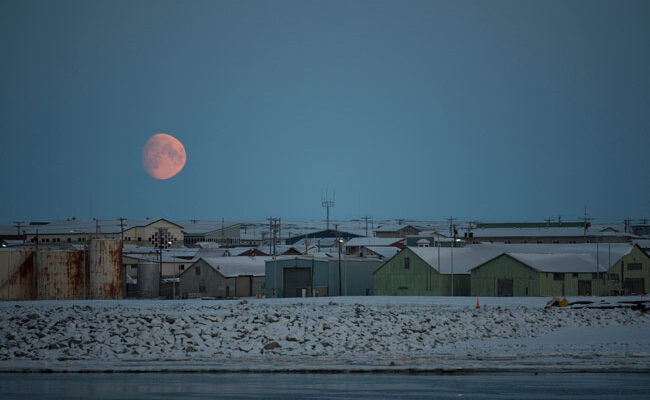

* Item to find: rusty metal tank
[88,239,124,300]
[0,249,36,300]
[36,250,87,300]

==

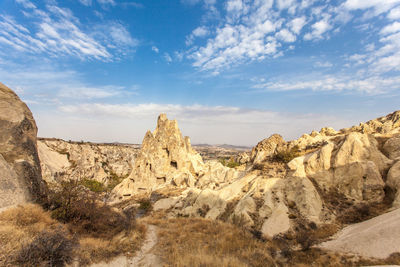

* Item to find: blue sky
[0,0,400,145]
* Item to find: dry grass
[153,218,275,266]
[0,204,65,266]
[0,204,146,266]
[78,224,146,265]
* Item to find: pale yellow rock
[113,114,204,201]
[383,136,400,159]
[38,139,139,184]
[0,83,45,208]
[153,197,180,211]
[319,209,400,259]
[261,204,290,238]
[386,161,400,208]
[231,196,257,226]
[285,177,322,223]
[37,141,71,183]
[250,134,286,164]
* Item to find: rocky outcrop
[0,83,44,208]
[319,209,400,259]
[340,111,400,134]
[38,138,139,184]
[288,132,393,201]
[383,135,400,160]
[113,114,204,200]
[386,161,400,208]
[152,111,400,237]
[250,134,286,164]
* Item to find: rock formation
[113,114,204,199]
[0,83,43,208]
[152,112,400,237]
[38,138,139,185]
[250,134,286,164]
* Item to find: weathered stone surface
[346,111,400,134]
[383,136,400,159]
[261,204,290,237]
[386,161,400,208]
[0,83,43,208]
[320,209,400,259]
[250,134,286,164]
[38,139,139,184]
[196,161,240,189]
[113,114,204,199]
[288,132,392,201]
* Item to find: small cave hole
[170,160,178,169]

==

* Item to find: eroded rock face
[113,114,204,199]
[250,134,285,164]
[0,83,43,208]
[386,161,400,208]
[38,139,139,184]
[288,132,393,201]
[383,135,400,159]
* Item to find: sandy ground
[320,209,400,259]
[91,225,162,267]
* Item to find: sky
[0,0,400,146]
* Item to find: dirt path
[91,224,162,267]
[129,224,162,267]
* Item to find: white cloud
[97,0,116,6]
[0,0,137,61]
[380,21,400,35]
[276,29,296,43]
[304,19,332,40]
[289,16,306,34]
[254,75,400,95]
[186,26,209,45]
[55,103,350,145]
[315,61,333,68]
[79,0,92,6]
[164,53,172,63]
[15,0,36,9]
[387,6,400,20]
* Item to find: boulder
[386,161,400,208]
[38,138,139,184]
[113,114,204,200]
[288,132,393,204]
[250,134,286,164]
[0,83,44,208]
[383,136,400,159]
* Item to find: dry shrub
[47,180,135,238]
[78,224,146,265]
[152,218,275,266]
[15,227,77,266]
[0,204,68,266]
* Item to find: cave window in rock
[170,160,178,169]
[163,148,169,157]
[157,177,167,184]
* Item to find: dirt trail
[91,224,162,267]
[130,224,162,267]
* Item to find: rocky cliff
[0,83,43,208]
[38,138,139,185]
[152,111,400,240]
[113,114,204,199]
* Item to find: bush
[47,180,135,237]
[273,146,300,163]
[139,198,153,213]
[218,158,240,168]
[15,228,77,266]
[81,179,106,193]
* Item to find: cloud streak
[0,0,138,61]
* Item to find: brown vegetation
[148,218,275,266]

Work to be completed |
Copy the listing above from the line with "find: dirt trail" to the line with "[148,218,275,266]", including both of those lines. Keep each item-to-find line unchanged, and offset every bounding-box coordinate by adding 58.

Correct answer |
* Item to find: dirt trail
[149,282,220,325]
[188,282,220,325]
* Item to find: rocky cliff
[58,141,101,266]
[96,196,197,243]
[210,169,458,298]
[171,172,262,257]
* Item to find: bush
[105,238,193,295]
[331,204,358,221]
[197,256,211,271]
[276,216,298,226]
[73,286,135,324]
[139,237,164,251]
* Item to find: cloud streak
[58,58,196,119]
* Item to find: brown vegetation
[206,276,333,324]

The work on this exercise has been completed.